++++ Records for this exercise

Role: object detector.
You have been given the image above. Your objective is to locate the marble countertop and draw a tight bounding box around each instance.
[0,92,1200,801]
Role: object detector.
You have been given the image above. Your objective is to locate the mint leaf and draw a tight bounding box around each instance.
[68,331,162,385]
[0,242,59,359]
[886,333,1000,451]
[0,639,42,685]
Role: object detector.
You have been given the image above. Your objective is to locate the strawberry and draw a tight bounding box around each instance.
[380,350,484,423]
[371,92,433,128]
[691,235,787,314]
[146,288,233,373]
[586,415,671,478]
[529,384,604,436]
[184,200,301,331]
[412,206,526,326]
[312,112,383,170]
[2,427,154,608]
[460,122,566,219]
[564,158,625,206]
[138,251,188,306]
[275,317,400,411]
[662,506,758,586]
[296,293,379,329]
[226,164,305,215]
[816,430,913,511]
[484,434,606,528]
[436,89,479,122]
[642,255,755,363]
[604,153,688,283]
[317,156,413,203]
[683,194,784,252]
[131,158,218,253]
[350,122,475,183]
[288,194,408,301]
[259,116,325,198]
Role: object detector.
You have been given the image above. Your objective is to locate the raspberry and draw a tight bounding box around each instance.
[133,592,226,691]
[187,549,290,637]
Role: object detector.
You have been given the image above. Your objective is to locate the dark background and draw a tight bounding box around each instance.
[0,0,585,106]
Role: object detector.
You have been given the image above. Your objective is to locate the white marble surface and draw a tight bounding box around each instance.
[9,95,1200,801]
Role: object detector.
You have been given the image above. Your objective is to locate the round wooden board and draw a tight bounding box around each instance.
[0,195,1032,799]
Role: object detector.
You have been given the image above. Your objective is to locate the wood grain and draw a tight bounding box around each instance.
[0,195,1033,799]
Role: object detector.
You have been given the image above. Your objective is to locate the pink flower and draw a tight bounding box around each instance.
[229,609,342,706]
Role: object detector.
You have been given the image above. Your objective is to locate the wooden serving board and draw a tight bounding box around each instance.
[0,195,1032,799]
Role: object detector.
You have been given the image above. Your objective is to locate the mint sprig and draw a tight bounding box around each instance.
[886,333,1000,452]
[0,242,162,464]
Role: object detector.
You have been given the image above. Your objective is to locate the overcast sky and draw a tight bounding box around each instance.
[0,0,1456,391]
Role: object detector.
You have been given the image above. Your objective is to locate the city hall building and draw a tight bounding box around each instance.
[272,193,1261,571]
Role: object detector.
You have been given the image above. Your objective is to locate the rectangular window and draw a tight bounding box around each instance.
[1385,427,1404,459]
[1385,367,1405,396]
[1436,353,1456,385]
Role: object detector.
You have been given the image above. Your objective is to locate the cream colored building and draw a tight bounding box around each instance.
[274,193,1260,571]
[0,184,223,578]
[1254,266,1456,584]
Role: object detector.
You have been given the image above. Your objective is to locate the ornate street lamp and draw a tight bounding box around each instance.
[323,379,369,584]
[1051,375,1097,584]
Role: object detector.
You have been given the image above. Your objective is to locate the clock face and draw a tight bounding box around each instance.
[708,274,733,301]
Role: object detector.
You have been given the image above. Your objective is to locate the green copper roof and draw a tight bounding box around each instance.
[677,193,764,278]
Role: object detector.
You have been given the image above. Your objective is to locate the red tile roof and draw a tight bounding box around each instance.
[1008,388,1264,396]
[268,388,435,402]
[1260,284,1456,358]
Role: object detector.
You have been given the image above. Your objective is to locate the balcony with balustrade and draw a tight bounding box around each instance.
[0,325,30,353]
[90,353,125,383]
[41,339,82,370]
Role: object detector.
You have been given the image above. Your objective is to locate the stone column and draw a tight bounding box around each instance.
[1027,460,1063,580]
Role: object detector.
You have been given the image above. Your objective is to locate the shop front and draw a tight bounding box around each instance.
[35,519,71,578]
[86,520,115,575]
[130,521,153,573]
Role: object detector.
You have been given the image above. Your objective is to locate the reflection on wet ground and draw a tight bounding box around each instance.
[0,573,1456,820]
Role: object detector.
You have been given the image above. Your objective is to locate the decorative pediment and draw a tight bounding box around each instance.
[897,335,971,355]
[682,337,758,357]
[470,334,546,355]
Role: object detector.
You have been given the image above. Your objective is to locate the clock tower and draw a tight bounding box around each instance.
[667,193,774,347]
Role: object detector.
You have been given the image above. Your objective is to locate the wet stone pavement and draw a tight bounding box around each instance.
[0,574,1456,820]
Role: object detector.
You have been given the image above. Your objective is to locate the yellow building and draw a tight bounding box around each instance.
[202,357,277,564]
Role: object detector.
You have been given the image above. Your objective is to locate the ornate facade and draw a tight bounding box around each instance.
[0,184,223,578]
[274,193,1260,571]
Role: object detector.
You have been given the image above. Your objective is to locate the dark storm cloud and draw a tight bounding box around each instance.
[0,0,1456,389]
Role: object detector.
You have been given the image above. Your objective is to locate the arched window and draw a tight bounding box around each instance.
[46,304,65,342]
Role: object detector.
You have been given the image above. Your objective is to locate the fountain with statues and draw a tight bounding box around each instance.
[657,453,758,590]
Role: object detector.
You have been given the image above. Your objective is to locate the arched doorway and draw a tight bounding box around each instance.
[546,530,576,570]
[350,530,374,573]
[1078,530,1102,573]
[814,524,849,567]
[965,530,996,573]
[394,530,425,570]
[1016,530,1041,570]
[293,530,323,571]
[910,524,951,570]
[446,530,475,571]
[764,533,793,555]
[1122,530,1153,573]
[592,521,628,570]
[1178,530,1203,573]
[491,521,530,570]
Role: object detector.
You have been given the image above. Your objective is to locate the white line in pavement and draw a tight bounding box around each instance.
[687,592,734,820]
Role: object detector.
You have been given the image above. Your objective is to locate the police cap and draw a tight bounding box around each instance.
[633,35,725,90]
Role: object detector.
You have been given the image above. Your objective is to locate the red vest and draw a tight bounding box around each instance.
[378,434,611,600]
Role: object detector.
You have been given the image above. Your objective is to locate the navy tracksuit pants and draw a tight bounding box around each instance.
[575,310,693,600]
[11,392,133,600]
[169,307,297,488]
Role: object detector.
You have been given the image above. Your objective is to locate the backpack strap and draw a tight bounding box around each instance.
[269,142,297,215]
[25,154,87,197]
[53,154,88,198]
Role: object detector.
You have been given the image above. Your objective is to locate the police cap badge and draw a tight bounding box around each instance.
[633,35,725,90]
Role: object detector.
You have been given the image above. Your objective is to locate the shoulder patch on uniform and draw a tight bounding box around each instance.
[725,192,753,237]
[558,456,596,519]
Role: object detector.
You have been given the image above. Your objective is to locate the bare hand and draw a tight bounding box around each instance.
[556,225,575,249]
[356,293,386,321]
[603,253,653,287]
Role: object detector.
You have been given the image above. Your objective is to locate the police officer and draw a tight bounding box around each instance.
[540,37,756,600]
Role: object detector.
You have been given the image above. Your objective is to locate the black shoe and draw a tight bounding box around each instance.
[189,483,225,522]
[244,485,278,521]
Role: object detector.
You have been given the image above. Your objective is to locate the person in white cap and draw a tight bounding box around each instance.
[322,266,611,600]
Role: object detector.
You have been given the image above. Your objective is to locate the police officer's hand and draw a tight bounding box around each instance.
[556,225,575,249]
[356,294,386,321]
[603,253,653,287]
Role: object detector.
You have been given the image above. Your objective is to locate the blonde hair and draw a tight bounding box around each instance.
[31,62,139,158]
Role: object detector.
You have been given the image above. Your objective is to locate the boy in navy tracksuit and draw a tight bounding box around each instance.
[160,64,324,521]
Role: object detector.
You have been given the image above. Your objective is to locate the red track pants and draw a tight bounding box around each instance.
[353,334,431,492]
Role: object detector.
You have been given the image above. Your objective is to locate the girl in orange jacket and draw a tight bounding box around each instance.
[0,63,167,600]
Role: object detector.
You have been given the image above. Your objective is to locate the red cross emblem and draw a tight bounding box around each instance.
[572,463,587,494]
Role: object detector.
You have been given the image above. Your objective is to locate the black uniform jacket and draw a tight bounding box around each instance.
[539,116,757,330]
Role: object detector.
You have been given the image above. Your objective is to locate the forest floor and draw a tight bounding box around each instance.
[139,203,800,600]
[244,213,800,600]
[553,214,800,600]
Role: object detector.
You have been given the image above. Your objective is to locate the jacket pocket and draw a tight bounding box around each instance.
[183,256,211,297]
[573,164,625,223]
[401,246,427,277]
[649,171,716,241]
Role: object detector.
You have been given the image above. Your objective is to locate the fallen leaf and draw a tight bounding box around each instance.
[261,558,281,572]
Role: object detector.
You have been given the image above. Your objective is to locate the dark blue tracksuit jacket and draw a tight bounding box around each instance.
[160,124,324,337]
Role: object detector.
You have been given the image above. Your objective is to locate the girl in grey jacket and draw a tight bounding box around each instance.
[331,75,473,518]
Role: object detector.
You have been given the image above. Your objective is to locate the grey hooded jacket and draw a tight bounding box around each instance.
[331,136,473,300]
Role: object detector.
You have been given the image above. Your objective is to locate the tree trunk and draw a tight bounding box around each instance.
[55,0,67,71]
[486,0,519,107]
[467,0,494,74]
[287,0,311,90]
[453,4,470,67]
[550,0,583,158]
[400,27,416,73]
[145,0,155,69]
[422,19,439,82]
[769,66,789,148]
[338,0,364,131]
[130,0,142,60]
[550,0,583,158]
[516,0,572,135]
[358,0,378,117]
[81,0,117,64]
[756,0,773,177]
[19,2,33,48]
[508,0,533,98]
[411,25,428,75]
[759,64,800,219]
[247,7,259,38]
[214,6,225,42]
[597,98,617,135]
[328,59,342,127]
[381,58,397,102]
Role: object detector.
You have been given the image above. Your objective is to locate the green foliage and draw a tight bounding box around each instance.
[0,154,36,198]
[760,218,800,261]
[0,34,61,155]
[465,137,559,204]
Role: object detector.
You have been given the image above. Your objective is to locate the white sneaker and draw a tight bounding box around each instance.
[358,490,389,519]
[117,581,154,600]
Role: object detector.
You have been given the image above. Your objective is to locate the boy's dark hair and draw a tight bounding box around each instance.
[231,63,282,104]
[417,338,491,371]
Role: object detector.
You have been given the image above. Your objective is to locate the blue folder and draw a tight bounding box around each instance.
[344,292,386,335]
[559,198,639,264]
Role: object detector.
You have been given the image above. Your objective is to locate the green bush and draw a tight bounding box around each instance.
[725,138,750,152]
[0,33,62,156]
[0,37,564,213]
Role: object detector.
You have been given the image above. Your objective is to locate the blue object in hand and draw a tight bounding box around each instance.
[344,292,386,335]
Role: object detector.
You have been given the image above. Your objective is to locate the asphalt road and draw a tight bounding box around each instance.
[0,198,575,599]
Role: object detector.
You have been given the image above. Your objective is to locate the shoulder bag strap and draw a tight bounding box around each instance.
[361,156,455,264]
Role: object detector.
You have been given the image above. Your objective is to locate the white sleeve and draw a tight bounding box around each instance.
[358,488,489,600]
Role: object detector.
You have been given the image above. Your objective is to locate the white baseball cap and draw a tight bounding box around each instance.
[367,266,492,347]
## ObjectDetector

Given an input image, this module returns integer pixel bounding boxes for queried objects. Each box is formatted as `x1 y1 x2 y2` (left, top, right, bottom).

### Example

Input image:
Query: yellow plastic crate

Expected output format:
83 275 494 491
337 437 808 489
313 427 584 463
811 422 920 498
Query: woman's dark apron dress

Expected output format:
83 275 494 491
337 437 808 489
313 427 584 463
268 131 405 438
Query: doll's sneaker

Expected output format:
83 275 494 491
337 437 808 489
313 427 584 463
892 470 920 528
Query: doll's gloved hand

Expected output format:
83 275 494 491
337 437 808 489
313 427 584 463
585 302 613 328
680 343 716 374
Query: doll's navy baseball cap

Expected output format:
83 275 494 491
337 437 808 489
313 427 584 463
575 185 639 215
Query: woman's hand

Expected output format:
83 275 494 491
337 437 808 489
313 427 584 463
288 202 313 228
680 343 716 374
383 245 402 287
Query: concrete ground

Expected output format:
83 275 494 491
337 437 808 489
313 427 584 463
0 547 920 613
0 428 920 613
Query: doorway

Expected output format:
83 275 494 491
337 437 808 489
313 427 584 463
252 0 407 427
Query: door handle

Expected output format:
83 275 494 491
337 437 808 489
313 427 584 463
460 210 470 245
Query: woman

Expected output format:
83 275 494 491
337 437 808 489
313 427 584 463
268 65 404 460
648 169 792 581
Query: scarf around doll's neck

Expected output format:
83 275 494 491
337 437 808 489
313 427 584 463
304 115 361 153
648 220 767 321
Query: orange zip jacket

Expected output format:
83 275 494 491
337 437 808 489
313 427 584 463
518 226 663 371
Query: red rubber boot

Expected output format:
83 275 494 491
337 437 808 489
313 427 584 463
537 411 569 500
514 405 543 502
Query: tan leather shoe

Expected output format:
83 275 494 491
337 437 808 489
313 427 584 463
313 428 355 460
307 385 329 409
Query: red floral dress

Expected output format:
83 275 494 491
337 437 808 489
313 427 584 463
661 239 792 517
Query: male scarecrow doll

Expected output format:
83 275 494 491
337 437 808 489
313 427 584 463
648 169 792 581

++++++++

*Exercise description*
Set out every line from the start of the items through the line containing "[0,639,42,685]", inclusive, as a Markdown table with the columns Index and Content, numbering each row and omitting blank lines.

*Correct response*
| Index | Content |
|---|---|
| 1 | Role: object detector. |
| 2 | You have been given the image above. Your objective is to locate the marble countertop and draw a tight bounding box around each instance. |
| 3 | [0,92,1200,801] |
| 4 | Role: object detector. |
| 5 | You have been given the image above. Your objective is to locate the mint leaf and draw a tight bounding box around each instance. |
| 6 | [68,331,162,385] |
| 7 | [0,242,59,359] |
| 8 | [886,333,1000,451] |
| 9 | [0,639,42,685] |